+++ Article

Video Decoding Errors

Hi

I am writing a video player with smooth fast forward / reverse playback support running on an Jetson AGX Xavier. It relies on the V4L2 Video Decoding device and NvBufSurface management.

In order to have smooth forward and backward playback, I use a big amount of surfaces in order to store at lease 2 decoded GOP. Each surface has a single buffer (batchSize = 1). Capture plane uses DMA BUF memory type buffer.

I am facing a lot of undocumented errors during decoding. At some point it always ends like this :

NVDEC_COMMON: NvDecGetSurfPinHandle : Surface not registered 
NVDEC_COMMON: NvDecGetSurfPinHandle : Surface not registered 
...

++++++

_Instructions for the task_
In the video decoding post above, what hardware does the player run on?

+++ Record list

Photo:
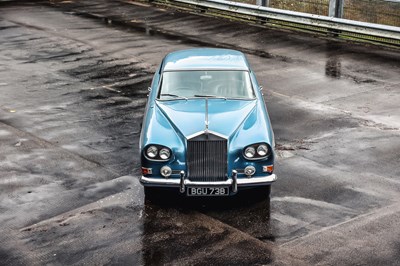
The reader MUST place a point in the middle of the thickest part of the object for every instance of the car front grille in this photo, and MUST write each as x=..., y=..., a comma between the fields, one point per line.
x=207, y=158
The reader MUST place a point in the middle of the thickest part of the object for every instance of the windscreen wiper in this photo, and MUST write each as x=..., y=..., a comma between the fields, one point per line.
x=209, y=96
x=173, y=95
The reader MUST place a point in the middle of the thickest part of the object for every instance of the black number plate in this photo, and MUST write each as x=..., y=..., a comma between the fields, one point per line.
x=207, y=191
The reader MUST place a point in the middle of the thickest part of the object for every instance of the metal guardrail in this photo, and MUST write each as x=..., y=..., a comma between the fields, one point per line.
x=330, y=26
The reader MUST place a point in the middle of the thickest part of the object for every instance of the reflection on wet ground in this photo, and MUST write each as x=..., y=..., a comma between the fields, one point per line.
x=73, y=91
x=175, y=231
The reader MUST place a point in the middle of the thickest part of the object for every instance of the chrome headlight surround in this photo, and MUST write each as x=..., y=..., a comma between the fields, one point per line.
x=257, y=150
x=157, y=153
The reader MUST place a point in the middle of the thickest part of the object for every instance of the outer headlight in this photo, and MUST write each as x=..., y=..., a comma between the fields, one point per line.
x=262, y=150
x=152, y=151
x=164, y=154
x=249, y=152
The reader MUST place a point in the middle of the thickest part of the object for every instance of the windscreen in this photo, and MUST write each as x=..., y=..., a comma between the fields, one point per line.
x=188, y=84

++++++

_Task response_
A Jetson AGX Xavier.